#### SEITENAUSZUG:
• • • • • • •
Rogate (22. Mai 2022)

Autorin / Autor:
Pfarrer i.R. Frieder Grau, Plochingen [frieder.grau@web.de]

Lukas (1-4)5-13

Intention„Bittet, so wird euch gegeben“: Unverschämt kühnes Bitten trifft auf unverschämt kühne Verheißung. Dass Gott verborgenen sein kann, klingt an. Heute aber sind wir aufgefordert, uns ohne Scham an ihn zu wenden in großer und kleiner Verlegenheit.

11,5 Und er sprach zu ihnen: Wer unter euch hat einen Freund und ginge zu ihm um Mitternacht und spräche zu ihm: Lieber Freund, leih mir drei Brote; 6 denn mein Freund ist zu mir gekommen auf der Reise, und ich habe nichts, was ich ihm vorsetzen kann, 7 und der drinnen würde antworten und sprechen: Mach mir keine Unruhe! Die Tür ist schon zugeschlossen und meine Kinder und ich liegen schon zu Bett; ich kann nicht aufstehen und dir etwas geben. 8 Ich sage euch: Und wenn er schon nicht aufsteht und ihm etwas gibt, weil er sein Freund ist, so wird er doch wegen seines unverschämten Drängens aufstehen und ihm geben, so viel er bedarf.
9 Und ich sage euch auch: Bittet, so wird euch gegeben; suchet, so werdet ihr finden; klopfet an, so wird euch aufgetan. 10 Denn wer da bittet, der empfängt; und wer da sucht, der findet; und wer da anklopft, dem wird aufgetan.
11 Wo bittet unter euch ein Sohn den Vater um einen Fisch, und der gibt ihm statt des Fisches eine Schlange? 12 Oder gibt ihm, wenn er um ein Ei bittet, einen Skorpion? 13 Wenn nun ihr, die ihr böse seid, euren Kindern gute Gaben zu geben wisst, wie viel mehr wird der Vater im Himmel den Heiligen Geist geben denen, die ihn bitten!


„Ein Freund, ein guter Freund, das ist das Beste , was es gibt auf der Welt“, sangen einst die Comedian Harmonists. Von einem Freund, einem guten Freund, von drei besten Freunden erzählt Jesus. Sie trauen sich, was man sich nur bei wirklich guten Freunden traut. Aber hören Sie selbst: Lukas 11, 1–13.
• • • • • • •
#### ARBEITSAUFTRAG 1:
Beantworten Sie anhand des Seitenauszugs die folgenden Fragen:
(a) Wie viele Brote möchte der Bittende sich um Mitternacht von seinem Freund leihen?
(b) Wer sang einst „Ein Freund, ein guter Freund, das ist das Beste, was es gibt auf der Welt“?
(c) Was wird der Vater im Himmel laut Vers 13 denen geben, die ihn bitten?
• • • • • • •
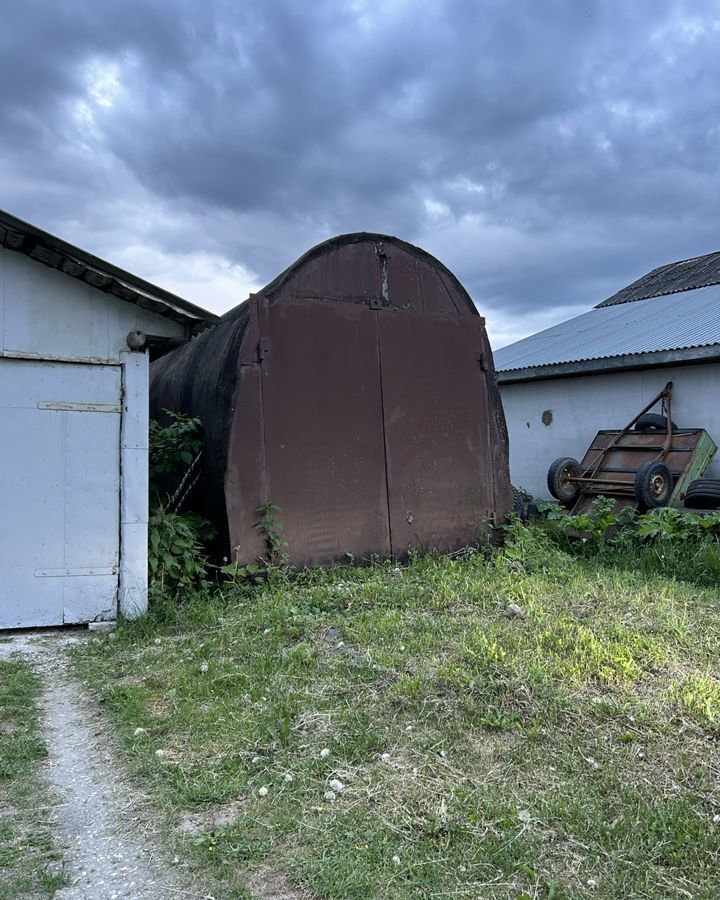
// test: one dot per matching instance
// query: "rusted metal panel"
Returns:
(334, 395)
(323, 430)
(440, 468)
• • • • • • •
#### ARBEITSAUFTRAG 2:
Wandeln Sie die Zeilen der Einträge oben in eine JSON-Liste von Zeichenketten um, eine Zeichenkette je Zeile, ohne Leerzeilen. Lassen Sie die Bilder dabei weg.

#### MUSTERLÖSUNG 1:
(a) Drei Brote.
(b) Die Comedian Harmonists.
(c) Den Heiligen Geist.

#### MUSTERLÖSUNG 2:
[
  "// test: one dot per matching instance",
  "// query: \"rusted metal panel\"",
  "Returns:",
  "(334, 395)",
  "(323, 430)",
  "(440, 468)"
]